Data entries:
** begin **

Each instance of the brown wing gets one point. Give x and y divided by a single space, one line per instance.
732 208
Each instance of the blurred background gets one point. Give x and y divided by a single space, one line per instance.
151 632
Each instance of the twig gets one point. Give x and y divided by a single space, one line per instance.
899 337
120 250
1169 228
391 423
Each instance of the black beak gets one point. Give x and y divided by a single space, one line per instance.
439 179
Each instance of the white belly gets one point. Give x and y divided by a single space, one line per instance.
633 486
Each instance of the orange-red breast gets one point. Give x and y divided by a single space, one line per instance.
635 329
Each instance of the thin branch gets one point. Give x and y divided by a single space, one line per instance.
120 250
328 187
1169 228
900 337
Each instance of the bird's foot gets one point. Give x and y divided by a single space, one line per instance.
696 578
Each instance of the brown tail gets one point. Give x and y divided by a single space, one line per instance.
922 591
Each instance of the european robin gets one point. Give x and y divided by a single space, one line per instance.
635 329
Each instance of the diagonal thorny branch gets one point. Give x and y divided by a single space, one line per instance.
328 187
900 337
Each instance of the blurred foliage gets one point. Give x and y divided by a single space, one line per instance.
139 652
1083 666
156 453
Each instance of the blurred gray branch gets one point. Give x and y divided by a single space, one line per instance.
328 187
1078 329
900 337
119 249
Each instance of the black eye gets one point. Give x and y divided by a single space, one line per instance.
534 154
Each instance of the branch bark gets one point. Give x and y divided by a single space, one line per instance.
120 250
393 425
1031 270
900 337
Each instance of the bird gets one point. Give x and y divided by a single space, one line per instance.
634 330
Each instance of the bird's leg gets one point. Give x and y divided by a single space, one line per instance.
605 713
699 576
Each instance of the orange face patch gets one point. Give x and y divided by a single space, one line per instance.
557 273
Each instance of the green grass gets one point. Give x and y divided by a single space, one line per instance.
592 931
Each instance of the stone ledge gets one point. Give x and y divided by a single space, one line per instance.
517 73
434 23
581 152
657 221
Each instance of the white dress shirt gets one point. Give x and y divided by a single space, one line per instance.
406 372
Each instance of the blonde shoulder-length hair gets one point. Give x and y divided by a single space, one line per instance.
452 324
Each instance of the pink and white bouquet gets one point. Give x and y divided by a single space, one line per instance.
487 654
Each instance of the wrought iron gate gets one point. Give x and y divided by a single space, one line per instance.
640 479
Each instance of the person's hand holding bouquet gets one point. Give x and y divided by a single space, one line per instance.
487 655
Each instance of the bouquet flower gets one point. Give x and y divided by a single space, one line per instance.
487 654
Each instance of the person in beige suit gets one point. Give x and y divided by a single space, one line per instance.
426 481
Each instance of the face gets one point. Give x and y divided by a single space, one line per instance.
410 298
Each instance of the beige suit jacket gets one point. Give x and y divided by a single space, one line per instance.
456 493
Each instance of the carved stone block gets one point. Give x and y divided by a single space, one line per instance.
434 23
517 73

** end **

Direction:
Put the lines of the material into a numbered list, starting at the line containing "Each instance of the bouquet" and ending at the last line of the material, and leave out any blank lines.

Reply to the task:
1. Each instance of the bouquet flower gets one point. Give x and y divided by a single space, one line per instance.
2. 487 654
3. Each instance of the person in beige suit gets one point. Give x and y divided by a single space, one line per instance.
4. 426 481
5. Each instance of the face gets one point. Give x and y divided by a single space, one line per instance.
6. 410 298
7. Each instance of the beige suit jacket gets one point. Give x and y divided by a single space, one line per instance.
8. 456 493
9. Each instance of the carved stone block gets one point. Give x and y divided by a single space, one line per instance.
10. 434 23
11. 517 73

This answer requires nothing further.